(Stored data entries)
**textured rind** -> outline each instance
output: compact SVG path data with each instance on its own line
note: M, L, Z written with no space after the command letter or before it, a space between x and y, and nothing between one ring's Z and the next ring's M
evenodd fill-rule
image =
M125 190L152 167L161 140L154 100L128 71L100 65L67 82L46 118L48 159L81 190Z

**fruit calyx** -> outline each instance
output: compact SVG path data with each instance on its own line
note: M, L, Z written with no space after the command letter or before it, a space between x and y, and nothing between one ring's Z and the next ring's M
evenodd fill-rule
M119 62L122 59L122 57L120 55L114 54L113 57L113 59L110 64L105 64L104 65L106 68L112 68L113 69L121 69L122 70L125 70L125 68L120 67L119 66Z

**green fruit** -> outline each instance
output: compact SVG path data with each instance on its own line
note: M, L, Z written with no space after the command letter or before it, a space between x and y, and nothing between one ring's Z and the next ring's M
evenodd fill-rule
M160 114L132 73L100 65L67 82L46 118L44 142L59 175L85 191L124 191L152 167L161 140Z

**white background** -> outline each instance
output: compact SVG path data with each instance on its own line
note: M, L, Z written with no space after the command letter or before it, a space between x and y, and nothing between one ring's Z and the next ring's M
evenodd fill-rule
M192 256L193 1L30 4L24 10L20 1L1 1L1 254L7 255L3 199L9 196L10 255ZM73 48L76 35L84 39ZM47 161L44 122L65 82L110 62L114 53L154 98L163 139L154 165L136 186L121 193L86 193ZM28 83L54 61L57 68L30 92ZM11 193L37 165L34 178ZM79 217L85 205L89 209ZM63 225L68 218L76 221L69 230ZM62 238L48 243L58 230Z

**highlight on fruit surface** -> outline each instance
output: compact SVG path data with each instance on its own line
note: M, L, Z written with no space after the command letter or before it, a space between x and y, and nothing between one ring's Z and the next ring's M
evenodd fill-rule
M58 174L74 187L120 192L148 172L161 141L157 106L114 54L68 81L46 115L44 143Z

TASK GOAL:
Format all of the data above as a two-column CSV with the headers text and answer. Give each answer its own row beside the text that comes before it, quote every field, and replace line breaks with spaces.

EXERCISE ANSWER:
text,answer
"**textured rind** -> outline each instance output: compact SVG path data with each instance on its own line note: M, L, Z written with no space after the command letter or before it, a space between x and y, and nothing between one ring's Z and the next ring's M evenodd fill-rule image =","M125 190L152 167L161 140L154 100L128 71L100 65L67 82L46 118L48 159L81 190Z"
"**fruit calyx** -> outline each instance output: compact SVG path data with each instance on its own line note: M, L, Z written with no space after the command letter or before it, a space between x and y, and nothing between one ring's Z and the next ring's M evenodd fill-rule","M119 62L122 59L122 57L120 55L114 54L113 57L113 59L110 64L105 64L104 65L106 68L112 68L113 69L121 69L122 70L125 70L125 68L120 67L119 66Z"
"**green fruit** -> outline each instance output: compact SVG path data with each instance on its own line note: M, L, Z written with no space after the command letter or before it, a space between x and y, and nothing between one ring's Z and the next ring's M evenodd fill-rule","M160 114L132 73L100 65L67 82L46 118L44 142L59 175L85 191L124 191L152 167L161 140Z"
"**white background** -> outline each instance output: compact SVG path data with each instance on its own line note: M, L, Z written with no space after the command letter or before it, a space between x and y, and nothing between one ring's Z and the next ring's M evenodd fill-rule","M192 256L193 1L30 4L24 10L20 1L1 1L1 254L7 255L3 199L9 196L10 255ZM73 48L76 35L84 39ZM47 161L44 122L65 82L110 62L114 53L154 98L163 139L154 165L136 186L121 193L86 193ZM28 83L54 61L57 68L30 92ZM11 193L37 165L34 178ZM79 217L85 205L89 209ZM63 225L68 218L76 221L69 230ZM62 238L48 243L58 230Z"
"**highlight on fruit surface** -> outline each instance output: compact SVG path data with each instance on its own line note: M, L, Z written with no space after the command letter or before it, a space between x and y, and nothing between one ring's Z and the next ring's M evenodd fill-rule","M58 174L74 187L120 192L148 172L161 141L157 106L114 54L68 81L46 115L44 143Z"